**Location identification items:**
□ □ □ □
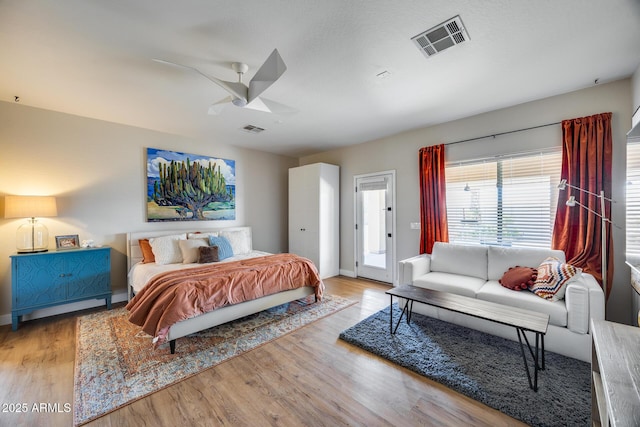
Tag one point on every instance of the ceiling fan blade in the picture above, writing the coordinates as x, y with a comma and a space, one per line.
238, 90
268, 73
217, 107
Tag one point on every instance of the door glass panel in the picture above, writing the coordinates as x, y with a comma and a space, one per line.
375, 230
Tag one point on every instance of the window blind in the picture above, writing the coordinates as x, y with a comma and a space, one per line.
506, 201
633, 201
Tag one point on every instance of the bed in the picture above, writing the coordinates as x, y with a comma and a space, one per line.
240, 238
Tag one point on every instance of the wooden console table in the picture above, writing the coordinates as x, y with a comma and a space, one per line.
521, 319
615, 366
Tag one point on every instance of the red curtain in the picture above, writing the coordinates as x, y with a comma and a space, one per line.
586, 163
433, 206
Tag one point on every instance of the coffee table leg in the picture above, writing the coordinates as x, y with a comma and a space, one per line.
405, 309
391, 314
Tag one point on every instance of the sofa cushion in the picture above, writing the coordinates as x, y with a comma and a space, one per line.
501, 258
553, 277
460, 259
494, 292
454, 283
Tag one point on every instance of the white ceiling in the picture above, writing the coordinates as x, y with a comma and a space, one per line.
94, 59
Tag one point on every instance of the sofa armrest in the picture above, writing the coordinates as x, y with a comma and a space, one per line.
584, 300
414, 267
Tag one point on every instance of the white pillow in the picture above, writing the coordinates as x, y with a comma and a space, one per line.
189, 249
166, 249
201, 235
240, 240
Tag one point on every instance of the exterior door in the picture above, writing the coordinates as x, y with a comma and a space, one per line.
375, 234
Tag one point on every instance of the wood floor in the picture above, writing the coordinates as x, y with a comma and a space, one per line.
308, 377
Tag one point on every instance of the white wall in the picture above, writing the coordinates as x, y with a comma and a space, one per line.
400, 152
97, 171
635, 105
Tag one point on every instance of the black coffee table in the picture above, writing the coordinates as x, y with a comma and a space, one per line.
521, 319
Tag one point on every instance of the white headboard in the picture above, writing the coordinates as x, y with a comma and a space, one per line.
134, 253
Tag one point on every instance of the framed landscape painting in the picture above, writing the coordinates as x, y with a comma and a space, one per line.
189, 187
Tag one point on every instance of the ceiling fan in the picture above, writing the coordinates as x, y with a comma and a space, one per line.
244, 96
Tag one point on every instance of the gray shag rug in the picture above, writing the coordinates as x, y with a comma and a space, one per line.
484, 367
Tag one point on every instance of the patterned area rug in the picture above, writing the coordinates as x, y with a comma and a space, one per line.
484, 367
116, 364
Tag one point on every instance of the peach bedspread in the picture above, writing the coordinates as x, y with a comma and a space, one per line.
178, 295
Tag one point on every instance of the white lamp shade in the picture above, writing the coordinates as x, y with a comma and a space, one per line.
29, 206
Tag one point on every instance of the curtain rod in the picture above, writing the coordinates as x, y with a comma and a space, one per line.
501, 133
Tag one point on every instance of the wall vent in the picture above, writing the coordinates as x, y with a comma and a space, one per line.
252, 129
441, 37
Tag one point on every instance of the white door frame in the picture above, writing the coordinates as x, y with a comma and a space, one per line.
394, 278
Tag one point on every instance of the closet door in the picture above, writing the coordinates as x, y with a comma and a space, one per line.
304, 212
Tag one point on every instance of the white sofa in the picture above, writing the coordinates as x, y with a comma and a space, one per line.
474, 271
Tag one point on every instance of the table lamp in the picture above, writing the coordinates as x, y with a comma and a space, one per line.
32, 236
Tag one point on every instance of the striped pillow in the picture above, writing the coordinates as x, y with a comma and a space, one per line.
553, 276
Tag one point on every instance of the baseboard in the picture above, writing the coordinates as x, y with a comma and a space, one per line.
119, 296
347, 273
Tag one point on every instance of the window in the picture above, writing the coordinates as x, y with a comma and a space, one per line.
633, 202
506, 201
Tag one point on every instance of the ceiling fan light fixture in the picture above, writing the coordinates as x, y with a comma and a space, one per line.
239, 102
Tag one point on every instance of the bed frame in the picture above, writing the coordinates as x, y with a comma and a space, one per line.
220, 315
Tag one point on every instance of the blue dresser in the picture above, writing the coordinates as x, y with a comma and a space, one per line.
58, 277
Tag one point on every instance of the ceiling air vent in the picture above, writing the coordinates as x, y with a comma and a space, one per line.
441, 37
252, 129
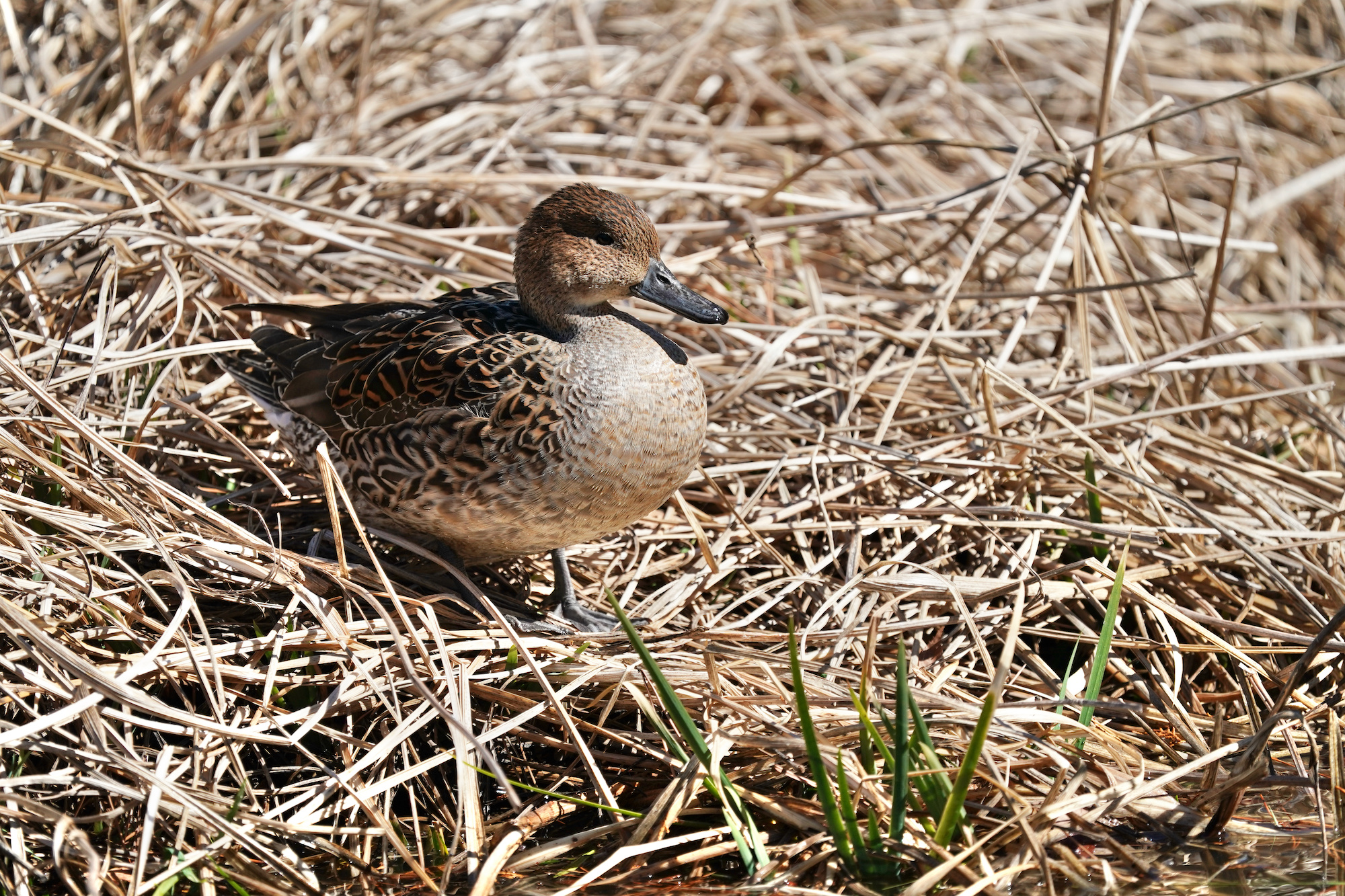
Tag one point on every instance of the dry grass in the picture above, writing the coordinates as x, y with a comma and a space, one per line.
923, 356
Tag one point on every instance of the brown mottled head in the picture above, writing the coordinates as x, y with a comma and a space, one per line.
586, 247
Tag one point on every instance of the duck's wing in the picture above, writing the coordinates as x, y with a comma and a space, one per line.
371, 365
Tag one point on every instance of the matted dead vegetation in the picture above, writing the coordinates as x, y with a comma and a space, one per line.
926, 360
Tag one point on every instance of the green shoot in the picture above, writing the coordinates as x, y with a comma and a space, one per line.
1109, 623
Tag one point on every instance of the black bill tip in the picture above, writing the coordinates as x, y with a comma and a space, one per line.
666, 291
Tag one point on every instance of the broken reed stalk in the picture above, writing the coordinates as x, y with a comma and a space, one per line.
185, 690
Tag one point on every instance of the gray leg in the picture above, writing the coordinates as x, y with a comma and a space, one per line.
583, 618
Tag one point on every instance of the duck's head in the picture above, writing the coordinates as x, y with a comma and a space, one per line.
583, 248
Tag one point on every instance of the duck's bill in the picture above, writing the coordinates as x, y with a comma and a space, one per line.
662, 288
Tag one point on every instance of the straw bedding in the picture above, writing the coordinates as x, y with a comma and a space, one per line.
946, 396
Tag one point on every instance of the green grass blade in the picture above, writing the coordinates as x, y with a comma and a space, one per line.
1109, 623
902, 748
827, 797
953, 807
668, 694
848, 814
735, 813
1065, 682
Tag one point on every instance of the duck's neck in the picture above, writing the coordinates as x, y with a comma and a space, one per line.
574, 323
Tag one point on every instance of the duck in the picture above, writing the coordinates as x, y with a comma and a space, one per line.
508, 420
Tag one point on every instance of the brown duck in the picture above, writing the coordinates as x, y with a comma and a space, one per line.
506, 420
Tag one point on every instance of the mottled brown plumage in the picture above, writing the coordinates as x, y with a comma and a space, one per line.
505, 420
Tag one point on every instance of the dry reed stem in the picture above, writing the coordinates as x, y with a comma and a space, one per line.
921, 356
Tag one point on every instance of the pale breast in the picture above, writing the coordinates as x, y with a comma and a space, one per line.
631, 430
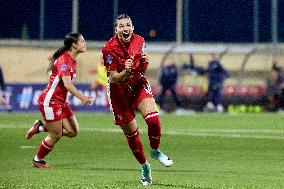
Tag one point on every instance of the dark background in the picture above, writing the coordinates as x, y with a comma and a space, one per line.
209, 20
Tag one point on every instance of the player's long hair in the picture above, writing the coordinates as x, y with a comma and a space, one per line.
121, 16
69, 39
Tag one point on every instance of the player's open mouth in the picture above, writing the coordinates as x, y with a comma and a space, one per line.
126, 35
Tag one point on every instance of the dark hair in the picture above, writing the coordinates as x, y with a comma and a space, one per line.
□ □ □ □
**GIVEN EXERCISE:** Keep the pictures out of your copy, and repeat every entry above exactly.

**REPLY:**
Tag one point on every instance of the ceiling fan blade in the picture above, writing the coordinates as x, y with a comma and a space, one per line.
238, 90
268, 73
217, 107
Tag one point on every instance of the door glass panel in the picture above, writing the coordinates as x, y with a comma and a space, one per line.
375, 230
Tag one point on every instance of the window blind in the picture above, writing the coordinates as x, y with a comma and a space, one per line.
506, 201
633, 201
Tag one point on every instance of the bed in the picture above, writing the coordinates as x, y with a comma and a space, one per line.
240, 238
Tag one point on every instance of the wooden console table in the picture above, writing the coordinates as x, y with a comma and a space, one per line.
521, 319
615, 366
Tag one point on every instance of the red curtain in the picture above, writing the coordinates as x, y with a comma and a space, one per line.
586, 163
433, 206
Tag one point on every instance of the coffee table leg in the picture above, writing the coordinates as x, y with a comma and a space, one per line.
405, 309
391, 314
Tag one point on every instance of the sofa cushion in the picture above, writing the coordinates as x, y with a comma and a space, one per line.
501, 258
553, 277
460, 259
494, 292
454, 283
Tag one point on every instance of the white ceiling in the picture above, writing the coordinates as x, y with a comma and a space, one per line.
94, 59
Tag one point on every instance of the sofa armrest in the picture above, writing the coordinates as x, y with a comma and a space, one per line.
584, 300
414, 267
Tag one point on every instance of the white pillow in the picture above, writing the coordinates as x, y with a comma and a space, one per line.
189, 249
166, 249
201, 235
240, 240
Tag one point on every instance of the exterior door in the picture above, writing the coordinates as x, y with a comma and a space, one per line.
375, 234
Tag one point on every instance of the wood floor in the picture above, writing the coordinates as x, y with a comma and a space, one per line.
308, 377
Tag one point on every instance of the white wall in the picture above, writing the coordinates as x, y with a comma and a space, one per line.
400, 152
97, 171
635, 105
Tag one point on every instance of the black coffee table in the picture above, writing the coordinates as x, y with a comma and a space, one per line.
521, 319
Tag one point on every instance of the white headboard in the picture above, writing the coordinates as x, y with a comma and a space, one per line.
134, 253
Tag one point on every instance of the framed landscape painting in the picture above, writing the coordinates as x, y with a comma and a space, one per line.
189, 187
Tag one point on every instance of the ceiling fan in the picture above, writing the coordinates as x, y with a comma and a space, one per line.
244, 96
Tag one point on every instance of the gray shag rug in the picture above, writing the coordinates as x, y with a comma and a space, one per line.
484, 367
Tag one point on every instance of the patterned area rug in the picture above, writing the coordinates as x, y with a comma and a space, one per line.
484, 367
116, 364
Tag one point on every instance of the peach bedspread in the picture above, writing the coordinates as x, y with a comma and a space, one per line.
178, 295
Tag one point on every instance of the white lamp shade in the picture above, writing the coordinates as x, y with a comma and a space, one per line.
29, 206
Tag one point on every instance of the curtain rod in the picture above, writing the coordinates as x, y with a comma and a space, one per line.
501, 133
Tag one point on every instance of the wall vent in the picture above, writing the coordinates as x, y with a comma and a space, one per line.
252, 129
441, 37
Tag one point on every instance of the white door frame in the picture above, writing the coordinates as x, y with a comma and a space, one per line.
394, 278
Tag one point on every instance of the closet door in the picture above, writing the coordinates as x, y with a comma and a space, one per line.
304, 212
Tag one point on every instance of the white sofa in the picture above, writing the coordinates as x, y with a comma and a space, one per line.
474, 271
Tag one point on every instance of the table lamp in the picture above, writing the coordinates as x, y with a comma and a space, one per line.
32, 236
Tag one point on every instance of the striped pillow in the picture above, writing the coordinates as x, y with a comma and a space, one per line.
553, 276
Tag one point on every instance of the baseboard in the picture above, writing the coordinates as x, y with a comma and a space, one per line.
119, 296
347, 273
Tag one point on every instance of the window in the picture above, writing the coordinates as x, y with a comma and a space, one per line.
633, 202
506, 201
Tag one point on every instance of the ceiling fan light fixture in the picture above, writing the coordinates as x, y with a comma and a space, one per line.
239, 102
Tag one point on every instance of the bed frame in the picture above, writing the coordinates as x, y with a comma and a space, one per line.
220, 315
Tag one point on every instance of the blue dresser in the picture above, writing the coordinates as x, y with a comma and a space, one per line.
58, 277
Tag one point on every instance of the ceiling air vent in the picture above, writing the coordinates as x, y with a comma and a space, one per line.
441, 37
252, 129
Tag one point on every instance of the dry grass in the picture above, writing the coordinates as x, y with a comma and a space, one per line.
923, 356
Tag one point on every instance of the brown mottled head in the picture above, writing the coordinates as x, y with a comma and a space, one per line.
586, 247
Tag one point on every instance of the duck's wing in the picture above, writing the coordinates as x, y with a comma and a space, one per line.
371, 365
Tag one point on every instance of the matted dead vegetation in the picture above, writing the coordinates as x, y with a comma and a space, one per line.
926, 360
Tag one point on every instance of the green shoot in the picture above, writing the coordinates as x, y with a comma and a space, one per line.
1109, 623
Tag one point on every instance of the black bill tip in the picture above, writing the coordinates as x, y with a comma and a space, one per line.
666, 291
Tag one point on every instance of the broken reed stalk in the picture above, writing the coordinates as x, y with a comma and a space, one per line.
185, 690
Tag one point on every instance of the gray leg in the picture above, writing the coordinates as x, y with a comma and a space, one per line.
583, 618
Tag one point on every instance of the duck's head in the picture above, writing the coordinates as x, y with a comma and a space, one per line.
583, 248
Tag one point on every instance of the duck's bill in the picture above, writing the coordinates as x, y with a comma and a space, one per line.
662, 288
Tag one point on every instance of the straw bedding in the picture above, writing the coordinates as x, y with a comma and a space, one per line.
946, 396
Tag one point on every instance of the green grass blade in the picture above, writing the coordinates as x, y with a comma and a space, one per line.
1109, 623
902, 748
827, 797
953, 807
668, 694
848, 814
735, 813
1065, 682
Tag one point on every instance of the duck's neck in the picture above, writing the coordinates as x, y with a comma and a space, one per line.
574, 323
Tag one point on every instance of the duck in the picture above, writing the coordinates as x, y with a comma and a space, one per line.
508, 420
Tag one point on every instance of the brown duck in the picture above, writing the coordinates as x, y with a comma and a space, one per line.
506, 420
Tag one point on every instance of the mottled brown plumage in the picture above, writing the coordinates as x, y with a comma and a space, one per line.
505, 420
Tag one point on every instance of the dry reed stem in the picture above, writing the coordinates as x, y with a comma and a space, one per line.
921, 356
Tag one point on every instance of the pale breast in the picture above, writing the coordinates as x, y with a comma and a space, one per line.
631, 430
Tag one point on every instance of the dark background in the picture above, writing the coordinates as x, y with a comma and a space, one per line.
209, 20
Tag one point on every instance of the player's long hair in the picture above, writing the coordinates as x, y with a comma and a space, one per line.
121, 16
69, 39
Tag one point on every instance of the player's open mouth in the picture above, writing the coordinates as x, y with a comma and a space, one per line.
126, 35
Tag one point on every instance of the dark hair in the picture above, writing the coordinates as x, y with a comma and a space, one per line.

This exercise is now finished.